Referring expression pointing data:
-- -- --

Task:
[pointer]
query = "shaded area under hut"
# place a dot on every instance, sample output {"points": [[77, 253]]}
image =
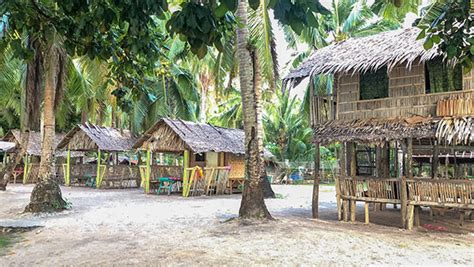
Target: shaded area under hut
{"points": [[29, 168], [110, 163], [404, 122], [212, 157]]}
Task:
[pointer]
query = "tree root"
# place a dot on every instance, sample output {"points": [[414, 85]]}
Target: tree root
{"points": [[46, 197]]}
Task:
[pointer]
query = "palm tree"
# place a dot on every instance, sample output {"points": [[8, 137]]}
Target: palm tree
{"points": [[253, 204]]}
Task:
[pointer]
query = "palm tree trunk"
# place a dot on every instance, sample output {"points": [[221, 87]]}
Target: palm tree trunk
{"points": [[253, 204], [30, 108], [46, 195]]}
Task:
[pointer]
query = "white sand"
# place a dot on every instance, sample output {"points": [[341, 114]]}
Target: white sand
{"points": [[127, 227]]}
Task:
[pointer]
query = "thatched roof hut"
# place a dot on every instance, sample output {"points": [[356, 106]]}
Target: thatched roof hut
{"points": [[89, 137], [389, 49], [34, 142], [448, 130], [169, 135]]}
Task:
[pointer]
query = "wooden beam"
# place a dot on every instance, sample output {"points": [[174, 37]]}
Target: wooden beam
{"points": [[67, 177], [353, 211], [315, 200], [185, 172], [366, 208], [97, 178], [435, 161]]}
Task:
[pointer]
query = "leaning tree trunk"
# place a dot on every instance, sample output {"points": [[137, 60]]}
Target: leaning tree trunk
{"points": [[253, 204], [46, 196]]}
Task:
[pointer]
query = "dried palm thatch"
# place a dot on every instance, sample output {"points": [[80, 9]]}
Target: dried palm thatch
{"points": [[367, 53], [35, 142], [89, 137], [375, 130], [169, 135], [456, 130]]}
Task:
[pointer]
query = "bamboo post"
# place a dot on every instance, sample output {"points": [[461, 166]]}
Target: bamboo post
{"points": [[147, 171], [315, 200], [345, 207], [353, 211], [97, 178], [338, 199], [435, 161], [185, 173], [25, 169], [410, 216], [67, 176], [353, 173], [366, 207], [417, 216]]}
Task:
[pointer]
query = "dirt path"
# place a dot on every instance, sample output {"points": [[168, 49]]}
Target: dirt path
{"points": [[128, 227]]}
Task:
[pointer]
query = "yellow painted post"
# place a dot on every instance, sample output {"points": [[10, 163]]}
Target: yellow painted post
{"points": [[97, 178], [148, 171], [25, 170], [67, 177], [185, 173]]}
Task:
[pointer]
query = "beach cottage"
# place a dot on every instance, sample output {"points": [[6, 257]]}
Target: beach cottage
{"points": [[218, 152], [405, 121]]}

-- -- --

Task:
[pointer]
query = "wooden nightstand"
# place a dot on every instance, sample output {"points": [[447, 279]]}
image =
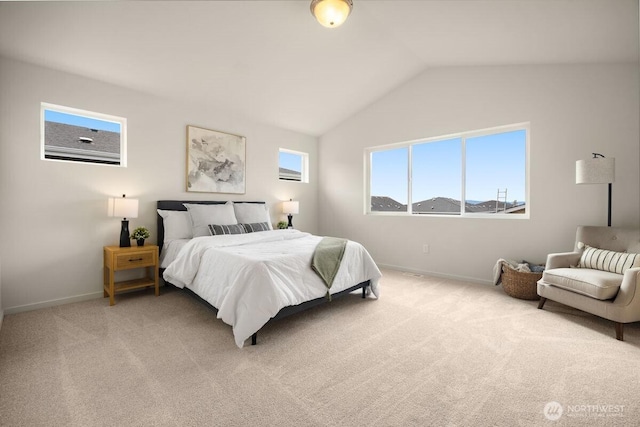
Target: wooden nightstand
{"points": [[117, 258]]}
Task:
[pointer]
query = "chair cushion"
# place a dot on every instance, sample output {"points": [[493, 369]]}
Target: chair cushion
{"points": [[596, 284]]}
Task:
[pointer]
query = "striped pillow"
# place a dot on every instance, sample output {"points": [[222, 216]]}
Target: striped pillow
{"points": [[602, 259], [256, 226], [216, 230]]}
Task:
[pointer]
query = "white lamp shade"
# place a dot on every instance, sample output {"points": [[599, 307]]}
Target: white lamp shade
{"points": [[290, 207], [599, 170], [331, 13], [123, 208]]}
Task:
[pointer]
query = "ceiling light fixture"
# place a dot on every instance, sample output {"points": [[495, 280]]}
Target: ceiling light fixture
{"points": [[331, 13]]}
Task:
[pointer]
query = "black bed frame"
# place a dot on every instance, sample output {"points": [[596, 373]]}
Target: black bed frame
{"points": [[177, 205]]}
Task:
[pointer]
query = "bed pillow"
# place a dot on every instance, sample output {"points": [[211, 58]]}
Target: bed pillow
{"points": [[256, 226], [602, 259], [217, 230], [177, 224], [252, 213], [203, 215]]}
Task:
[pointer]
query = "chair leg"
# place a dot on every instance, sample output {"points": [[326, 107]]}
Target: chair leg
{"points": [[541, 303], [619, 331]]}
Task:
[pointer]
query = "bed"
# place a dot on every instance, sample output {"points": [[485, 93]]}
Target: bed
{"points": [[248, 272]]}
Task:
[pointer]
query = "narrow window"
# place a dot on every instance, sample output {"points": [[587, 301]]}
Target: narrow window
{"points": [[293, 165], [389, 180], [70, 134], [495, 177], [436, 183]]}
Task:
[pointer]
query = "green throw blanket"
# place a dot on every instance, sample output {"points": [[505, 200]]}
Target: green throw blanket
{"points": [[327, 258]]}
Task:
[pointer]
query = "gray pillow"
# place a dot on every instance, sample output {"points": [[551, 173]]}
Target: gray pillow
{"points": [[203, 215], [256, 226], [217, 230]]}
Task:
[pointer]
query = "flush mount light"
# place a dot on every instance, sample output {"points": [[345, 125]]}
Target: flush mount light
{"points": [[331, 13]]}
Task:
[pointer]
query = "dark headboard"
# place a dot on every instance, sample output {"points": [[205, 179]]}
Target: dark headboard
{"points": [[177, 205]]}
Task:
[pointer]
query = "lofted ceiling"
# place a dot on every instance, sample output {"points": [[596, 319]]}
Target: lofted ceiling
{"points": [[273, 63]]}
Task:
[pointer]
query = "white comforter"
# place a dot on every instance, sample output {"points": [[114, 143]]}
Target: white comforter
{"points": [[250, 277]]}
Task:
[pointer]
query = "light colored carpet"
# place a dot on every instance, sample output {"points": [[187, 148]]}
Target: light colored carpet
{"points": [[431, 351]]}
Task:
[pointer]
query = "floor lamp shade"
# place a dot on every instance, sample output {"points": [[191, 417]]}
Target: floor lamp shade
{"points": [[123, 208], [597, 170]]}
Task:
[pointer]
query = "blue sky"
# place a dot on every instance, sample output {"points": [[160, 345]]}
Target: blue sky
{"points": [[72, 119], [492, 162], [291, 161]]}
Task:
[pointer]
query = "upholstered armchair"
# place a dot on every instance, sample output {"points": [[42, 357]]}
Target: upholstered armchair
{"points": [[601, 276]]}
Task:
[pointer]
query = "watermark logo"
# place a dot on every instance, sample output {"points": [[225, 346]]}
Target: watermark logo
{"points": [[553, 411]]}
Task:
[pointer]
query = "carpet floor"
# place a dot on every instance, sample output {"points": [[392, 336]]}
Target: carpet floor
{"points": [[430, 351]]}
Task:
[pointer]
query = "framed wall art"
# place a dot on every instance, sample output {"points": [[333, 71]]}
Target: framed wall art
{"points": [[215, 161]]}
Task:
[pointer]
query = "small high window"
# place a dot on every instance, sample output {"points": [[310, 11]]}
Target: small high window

-- -- --

[Your task]:
Isolate the lines above that contain the word "small" and copy them.

[Solution to this problem]:
query = "small high window"
Target: small high window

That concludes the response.